Supplied records:
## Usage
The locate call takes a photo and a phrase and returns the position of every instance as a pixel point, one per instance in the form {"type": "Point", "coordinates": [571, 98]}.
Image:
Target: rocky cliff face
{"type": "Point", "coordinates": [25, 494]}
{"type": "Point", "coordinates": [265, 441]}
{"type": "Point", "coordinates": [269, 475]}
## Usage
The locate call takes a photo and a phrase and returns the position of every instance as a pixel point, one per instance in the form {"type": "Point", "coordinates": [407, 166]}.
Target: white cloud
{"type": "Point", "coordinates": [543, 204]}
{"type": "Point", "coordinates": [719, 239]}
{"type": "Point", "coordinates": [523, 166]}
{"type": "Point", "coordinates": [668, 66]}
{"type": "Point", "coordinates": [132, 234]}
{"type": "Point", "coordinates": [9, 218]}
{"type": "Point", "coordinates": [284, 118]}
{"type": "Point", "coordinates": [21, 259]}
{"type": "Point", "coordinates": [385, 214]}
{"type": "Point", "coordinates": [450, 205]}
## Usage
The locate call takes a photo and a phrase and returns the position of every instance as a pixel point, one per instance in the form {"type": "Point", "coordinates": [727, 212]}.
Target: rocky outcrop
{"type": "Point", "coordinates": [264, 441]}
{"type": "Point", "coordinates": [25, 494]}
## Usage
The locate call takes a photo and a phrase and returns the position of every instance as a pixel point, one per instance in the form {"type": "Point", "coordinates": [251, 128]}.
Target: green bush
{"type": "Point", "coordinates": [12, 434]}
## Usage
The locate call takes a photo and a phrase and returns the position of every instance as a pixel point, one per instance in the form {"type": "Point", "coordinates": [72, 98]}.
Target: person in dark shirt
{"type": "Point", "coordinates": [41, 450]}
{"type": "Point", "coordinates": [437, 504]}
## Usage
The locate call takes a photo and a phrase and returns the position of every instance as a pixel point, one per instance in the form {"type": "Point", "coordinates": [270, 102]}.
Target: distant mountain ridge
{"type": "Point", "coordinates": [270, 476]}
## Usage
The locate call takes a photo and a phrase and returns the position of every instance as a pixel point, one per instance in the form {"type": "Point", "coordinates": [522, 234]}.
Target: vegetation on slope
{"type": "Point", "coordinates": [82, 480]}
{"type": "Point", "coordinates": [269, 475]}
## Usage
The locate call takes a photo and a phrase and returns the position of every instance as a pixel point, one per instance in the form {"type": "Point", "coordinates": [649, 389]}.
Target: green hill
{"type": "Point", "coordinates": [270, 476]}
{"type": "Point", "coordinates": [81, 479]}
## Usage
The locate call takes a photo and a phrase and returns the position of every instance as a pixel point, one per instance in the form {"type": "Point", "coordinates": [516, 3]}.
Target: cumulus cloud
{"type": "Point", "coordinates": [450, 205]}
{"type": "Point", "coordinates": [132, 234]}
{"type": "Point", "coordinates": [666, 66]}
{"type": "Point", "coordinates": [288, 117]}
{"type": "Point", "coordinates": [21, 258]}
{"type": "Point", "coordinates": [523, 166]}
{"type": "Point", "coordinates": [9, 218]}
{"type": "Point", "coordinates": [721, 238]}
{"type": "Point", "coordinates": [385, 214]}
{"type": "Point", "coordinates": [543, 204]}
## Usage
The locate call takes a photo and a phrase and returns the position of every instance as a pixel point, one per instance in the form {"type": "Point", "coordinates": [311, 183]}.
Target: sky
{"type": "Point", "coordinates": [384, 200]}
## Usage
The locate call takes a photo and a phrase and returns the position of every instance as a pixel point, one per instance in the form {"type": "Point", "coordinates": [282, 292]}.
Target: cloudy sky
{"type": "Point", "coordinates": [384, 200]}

Problem:
Retype the whole listing, matching it exactly.

Answer:
## Usage
The locate call takes a photo and a phrase and returns the position of every instance as a pixel point, one per instance in the form {"type": "Point", "coordinates": [571, 98]}.
Image:
Target: rocky cliff face
{"type": "Point", "coordinates": [25, 494]}
{"type": "Point", "coordinates": [265, 441]}
{"type": "Point", "coordinates": [269, 475]}
## Usage
The locate call takes a photo and a phrase and returns the position of every instance as a pixel point, one per instance in the form {"type": "Point", "coordinates": [407, 166]}.
Target: white cloud
{"type": "Point", "coordinates": [543, 204]}
{"type": "Point", "coordinates": [719, 239]}
{"type": "Point", "coordinates": [523, 166]}
{"type": "Point", "coordinates": [668, 66]}
{"type": "Point", "coordinates": [132, 234]}
{"type": "Point", "coordinates": [9, 218]}
{"type": "Point", "coordinates": [284, 118]}
{"type": "Point", "coordinates": [21, 259]}
{"type": "Point", "coordinates": [385, 214]}
{"type": "Point", "coordinates": [450, 205]}
## Usage
The locate call takes a photo and a phrase and returns the position of every instance as a pixel point, one per instance in the form {"type": "Point", "coordinates": [727, 212]}.
Target: rocky outcrop
{"type": "Point", "coordinates": [264, 441]}
{"type": "Point", "coordinates": [25, 494]}
## Usage
The locate call takes a photo and a phrase and returns the position of every instance as a pixel point, one per instance in the form {"type": "Point", "coordinates": [251, 128]}.
Target: green bush
{"type": "Point", "coordinates": [12, 434]}
## Usage
The locate call takes a photo and a phrase and returns the position of every instance as a pixel point, one per instance in the form {"type": "Point", "coordinates": [72, 98]}.
Target: person in dark shirt
{"type": "Point", "coordinates": [41, 450]}
{"type": "Point", "coordinates": [437, 504]}
## Usage
The locate call takes a photo and a phrase and returns the position of every instance as a pixel point, one per instance in the form {"type": "Point", "coordinates": [270, 102]}.
Target: distant mountain ridge
{"type": "Point", "coordinates": [270, 476]}
## Usage
The locate call takes a photo and a phrase and returns the position of every instance as a pixel point, one per instance in the form {"type": "Point", "coordinates": [522, 234]}.
Target: vegetation on slope
{"type": "Point", "coordinates": [82, 480]}
{"type": "Point", "coordinates": [269, 475]}
## Usage
The locate call takes a photo and a phrase and returns the position of every instance as a pixel point, one per instance in the form {"type": "Point", "coordinates": [649, 389]}.
Target: green hill
{"type": "Point", "coordinates": [270, 476]}
{"type": "Point", "coordinates": [81, 479]}
## Usage
The locate call takes a photo and a phrase and returns the position of every instance as a pixel point, one per instance in the form {"type": "Point", "coordinates": [516, 3]}.
Target: cumulus cloud
{"type": "Point", "coordinates": [450, 205]}
{"type": "Point", "coordinates": [132, 234]}
{"type": "Point", "coordinates": [666, 66]}
{"type": "Point", "coordinates": [288, 117]}
{"type": "Point", "coordinates": [21, 258]}
{"type": "Point", "coordinates": [523, 166]}
{"type": "Point", "coordinates": [9, 218]}
{"type": "Point", "coordinates": [721, 238]}
{"type": "Point", "coordinates": [385, 214]}
{"type": "Point", "coordinates": [543, 204]}
## Usage
The locate call takes a photo and a phrase and returns the position of every instance as a pixel point, one per instance in the form {"type": "Point", "coordinates": [311, 183]}.
Target: sky
{"type": "Point", "coordinates": [384, 200]}
## Usage
The locate call takes a photo and a phrase and returns the position of every instance as a pixel point, one per instance in the form {"type": "Point", "coordinates": [282, 292]}.
Target: cloudy sky
{"type": "Point", "coordinates": [384, 200]}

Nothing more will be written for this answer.